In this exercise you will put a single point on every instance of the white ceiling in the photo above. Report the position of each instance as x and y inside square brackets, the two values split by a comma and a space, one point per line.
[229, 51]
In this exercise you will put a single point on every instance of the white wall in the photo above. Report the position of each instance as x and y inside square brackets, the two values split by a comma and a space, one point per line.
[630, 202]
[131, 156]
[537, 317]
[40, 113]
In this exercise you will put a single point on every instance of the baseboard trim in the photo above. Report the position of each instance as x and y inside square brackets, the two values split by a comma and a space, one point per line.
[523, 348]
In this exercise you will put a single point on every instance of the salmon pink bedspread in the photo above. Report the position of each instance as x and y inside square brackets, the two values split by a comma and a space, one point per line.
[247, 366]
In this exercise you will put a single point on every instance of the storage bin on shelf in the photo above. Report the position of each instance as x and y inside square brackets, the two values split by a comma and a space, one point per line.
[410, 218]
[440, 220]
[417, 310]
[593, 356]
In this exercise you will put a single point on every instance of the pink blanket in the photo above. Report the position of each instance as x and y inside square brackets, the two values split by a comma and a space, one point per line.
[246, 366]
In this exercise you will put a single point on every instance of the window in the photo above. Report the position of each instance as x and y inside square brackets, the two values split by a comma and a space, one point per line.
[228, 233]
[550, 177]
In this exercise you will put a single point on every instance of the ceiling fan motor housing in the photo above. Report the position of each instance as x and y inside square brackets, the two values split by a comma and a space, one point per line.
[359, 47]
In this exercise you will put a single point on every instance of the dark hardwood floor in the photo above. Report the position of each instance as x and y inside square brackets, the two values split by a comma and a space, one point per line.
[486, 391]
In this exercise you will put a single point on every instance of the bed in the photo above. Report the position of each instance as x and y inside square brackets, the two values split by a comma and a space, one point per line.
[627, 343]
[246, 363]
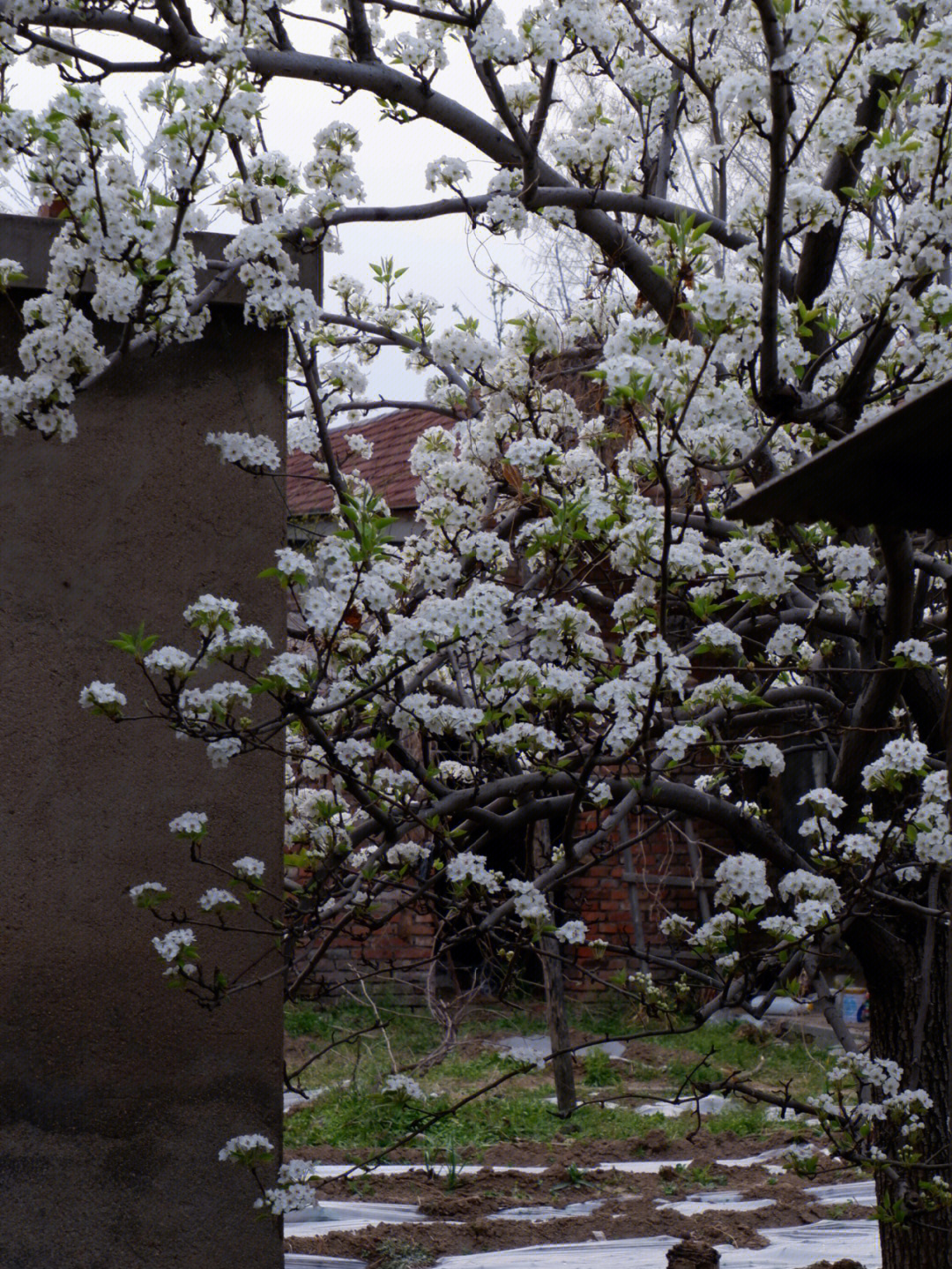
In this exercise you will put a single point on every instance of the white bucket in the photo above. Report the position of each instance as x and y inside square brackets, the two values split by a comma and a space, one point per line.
[852, 1002]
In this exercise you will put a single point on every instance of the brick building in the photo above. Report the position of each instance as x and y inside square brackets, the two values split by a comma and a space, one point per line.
[643, 875]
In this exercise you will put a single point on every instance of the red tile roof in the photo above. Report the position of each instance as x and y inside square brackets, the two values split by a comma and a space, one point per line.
[388, 471]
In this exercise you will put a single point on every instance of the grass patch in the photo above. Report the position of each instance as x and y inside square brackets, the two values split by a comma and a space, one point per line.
[356, 1116]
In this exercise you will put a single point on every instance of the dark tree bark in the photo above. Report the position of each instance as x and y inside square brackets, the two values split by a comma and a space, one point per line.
[911, 1014]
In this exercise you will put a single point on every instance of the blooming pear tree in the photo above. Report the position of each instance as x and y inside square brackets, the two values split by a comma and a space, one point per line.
[578, 635]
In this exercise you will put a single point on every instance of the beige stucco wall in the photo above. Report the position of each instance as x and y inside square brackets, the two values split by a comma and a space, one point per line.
[115, 1093]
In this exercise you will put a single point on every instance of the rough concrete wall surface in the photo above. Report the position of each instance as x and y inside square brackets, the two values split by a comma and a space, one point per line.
[117, 1093]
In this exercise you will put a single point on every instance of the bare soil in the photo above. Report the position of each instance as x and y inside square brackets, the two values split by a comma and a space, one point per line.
[459, 1210]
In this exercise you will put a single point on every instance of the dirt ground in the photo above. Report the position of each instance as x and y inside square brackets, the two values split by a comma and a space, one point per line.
[459, 1210]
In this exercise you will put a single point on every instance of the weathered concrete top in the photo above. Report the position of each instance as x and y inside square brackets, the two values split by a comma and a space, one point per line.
[28, 239]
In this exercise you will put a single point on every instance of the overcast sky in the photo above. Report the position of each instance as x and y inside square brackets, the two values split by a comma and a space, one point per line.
[442, 257]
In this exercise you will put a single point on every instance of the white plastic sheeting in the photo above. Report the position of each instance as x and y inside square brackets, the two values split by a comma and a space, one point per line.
[720, 1201]
[789, 1249]
[315, 1221]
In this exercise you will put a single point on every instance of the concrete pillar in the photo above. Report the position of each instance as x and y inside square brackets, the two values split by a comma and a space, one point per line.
[117, 1093]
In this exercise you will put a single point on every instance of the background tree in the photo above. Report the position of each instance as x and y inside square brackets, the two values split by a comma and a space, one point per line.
[763, 196]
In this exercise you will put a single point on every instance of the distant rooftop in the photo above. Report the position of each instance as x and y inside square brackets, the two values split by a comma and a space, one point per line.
[388, 471]
[896, 471]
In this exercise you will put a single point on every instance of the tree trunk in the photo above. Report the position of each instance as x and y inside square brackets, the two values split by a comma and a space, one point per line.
[911, 1015]
[554, 982]
[557, 1018]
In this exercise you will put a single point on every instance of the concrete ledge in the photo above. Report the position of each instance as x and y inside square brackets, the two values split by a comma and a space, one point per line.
[28, 240]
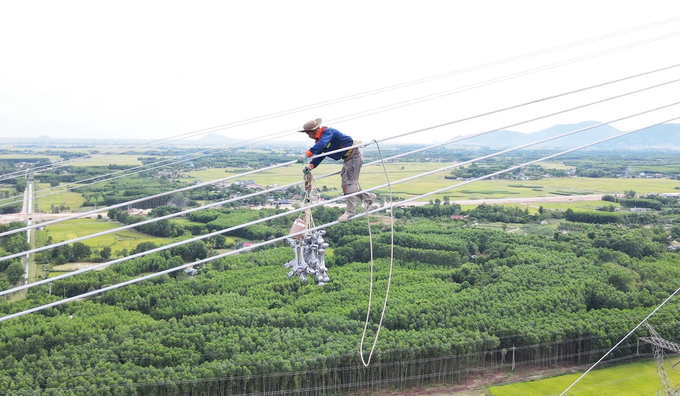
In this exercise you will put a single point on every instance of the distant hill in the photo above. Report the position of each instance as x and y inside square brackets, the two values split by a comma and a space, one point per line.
[213, 138]
[665, 136]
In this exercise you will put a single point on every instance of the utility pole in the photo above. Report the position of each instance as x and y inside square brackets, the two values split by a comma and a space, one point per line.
[513, 357]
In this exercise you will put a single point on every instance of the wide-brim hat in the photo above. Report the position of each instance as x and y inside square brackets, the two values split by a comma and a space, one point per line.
[310, 126]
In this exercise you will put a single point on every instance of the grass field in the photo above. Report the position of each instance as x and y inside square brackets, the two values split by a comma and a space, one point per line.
[126, 239]
[373, 175]
[632, 379]
[112, 159]
[72, 267]
[46, 198]
[29, 156]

### Instructions to follow
Reproduce every record above exactly, omitting the pictures.

### Reply
In this exercise you will put a single point on every instance of the white ceiling in the photo above. Report the position of each instance as x and y inside square brackets, the two values split by a comma and a space, one point per line.
[229, 51]
In this exercise you will put a single point on every instance of the white wall in the photo above. Report the position of each instance as x and y inside square brackets, the two values split by a comma and a space, one point per line.
[630, 202]
[131, 156]
[537, 317]
[40, 113]
In this exercise you will put a single point on every instance of the baseboard trim in the photo above. Report the position of each instance as x and y inside square brackets, the two values split by a comma and a space, one point per line.
[523, 348]
In this exercise you will put a single point on every instance of the salmon pink bedspread in the photo above. Report the position of each instance as x and y inside square brackets, the two values split by a comma and a space, one point per line.
[247, 366]
In this exercise you will put a single point on every instance of the storage bin on shelf in the photo above. Report the position of each instance as x and y inside square brackets, the two values split by a comma and a space, one point per line.
[410, 218]
[440, 220]
[417, 310]
[593, 356]
In this exercise you will put a single point on every instance of the pink blanket in the photo above. Report the position of each instance as x and y inside square brackets, the two values split by a comma and a space, one point per line.
[246, 366]
In this exercise you will put a single point on every instance of the window in the photo above. Report the position of each instance as x and y inside square brackets, the two values split by a comma and a space, one point per line.
[228, 233]
[550, 177]
In this exercise you will put a single point on every instance of the ceiling fan motor housing in the photo above. Report the position of each instance as x and y inside square brackets, the two values split by a comma and a space, one point per line.
[359, 47]
In this exercise you will put a single point on every instance of the dark hardwood floor in the photo above. Report the position of each instance as x and y inside square brackets, the two values split by a comma and a space, one point per line.
[486, 391]
In this exercise you will put a single point on every instance of the bed in the photo above. Report the position of each instance as x and y inside square brackets, the two values split by a comma and a space, one point per line.
[627, 343]
[246, 363]
In this exercise you will put a single point on every instance of the white bucket in the photo above. Report the position of each instance as x and y inside square brackets, the two values split by a comma and a space, one point per line.
[852, 1002]
In this exercise you will put a single point on every instance of the brick building in the photo above. Report the position of each instance as x and y inside square brackets, the two values split by a comma and a space, one point per line.
[643, 875]
In this exercise you will put a single point on every instance of the red tile roof in the photo above. Report the position of each instance as x and y inside square brackets, the two values split by a comma and a space, one point per line.
[388, 471]
In this exercise you will put a single point on every instance of the grass patch in the photo above. Report the position of each instance as x and y inside square brackets, the two values split by a comma and a space, one point per line.
[356, 1116]
In this exercise you will put a single point on every instance of the dark tree bark in the photo above. Report the position of each instance as x and y inside square brackets, the two values split by a comma and a space, one point per line.
[911, 1014]
In this exercise you will put a single point on every instance of the blooming pear tree in the photo above. Report the position of each instance as x and y inside square brackets, the two values split by a comma and a space, one point per line.
[578, 635]
In this exercise you will put a single point on every instance of the beige stucco wall in the photo above. Report the position of each instance as x and y inside square brackets, the two values split by a comma and a space, one point per line.
[115, 1093]
In this exercise you will put a single point on every instance of the rough concrete wall surface in the photo above. Report the position of each instance as x and y inside square brackets, the two values split by a comma and a space, one point per line.
[117, 1093]
In this exercise you will put a single point on every instance of the bare soil in the photo above. Report the position of each instance as x and y inside square brackets, the two values split by a comma and a space, one point per line.
[459, 1210]
In this exercise you will put a single point on every instance of the dirt ground in the photo above. Report the position of each instance as x and y inside square brackets, the two values split by a comma and a space, one point per line.
[459, 1210]
In this exercise you will put a single point on every instance of the weathered concrete top in the photo above. Report the position of each instance as x and y inside square brackets, the two values split by a comma and a space, one point per line.
[28, 239]
In this exercise you will put a single point on every instance of the overcast sky in the photo above. Report the position of each instance as x and y inside square brackets, the two values split by a comma and a space, one point per line.
[442, 257]
In this exercise you will put a single point on every instance of the white plastic sheeting in the photo above. Report the position of each instance as x and y inside square brackets, the two values split by a comma and a space, one point per line.
[720, 1201]
[789, 1249]
[315, 1221]
In this exercise you will put a single point on every instance of the concrete pillar in the photo above. Report the position of each instance as x and y inside square brackets, the two values split by a comma and a space, one point per line.
[117, 1093]
In this exercise you will put a single point on every instance of the background tree in the photo above. Report the position of each instance as x and y inside square brackets, the two values split by a comma and a space, one point per line.
[763, 196]
In this exercise you will put a single point on every instance of the distant rooftop in the photo above. Report the position of each instance as x and y inside square brackets, the two values split by a comma and a space, one point per line.
[388, 471]
[896, 471]
In this exercise you will put a single point on every instance of the tree trunk in the photo above. Report the position of each instance as x and y inside square brackets, the two values split by a comma and a space, one point per line.
[911, 1015]
[554, 982]
[557, 1018]
In this exercise you will put a single point on every instance of the concrete ledge in the photo above. Report the position of each instance as x and y inside square brackets, the two values split by a comma and a space, one point per line.
[28, 240]
In this exercise you will put a single point on every instance of the distant hill in the photo above. Report the position of each instance as x and y inside square brackets, the two values split by a comma and a space, one point per line.
[213, 138]
[665, 136]
In this exercise you will put a single point on every instance of the utility pole in the photo above. Report the position of each instance as x and y inside square brackets, the two values split by a comma and a space, one point per line.
[513, 357]
In this exercise you will put a single point on every instance of the wide-brim hat in the photo above. Report the position of each instance as x and y inside square brackets, the two values split by a comma and a space, one point per line.
[310, 126]
In this exercise you will put a single point on every instance of the grass field in the photo above. Report the position of each instance as x and y inside square brackets, the two values split by a comma and a space, one point per line.
[126, 239]
[373, 175]
[632, 379]
[112, 159]
[72, 267]
[46, 198]
[29, 156]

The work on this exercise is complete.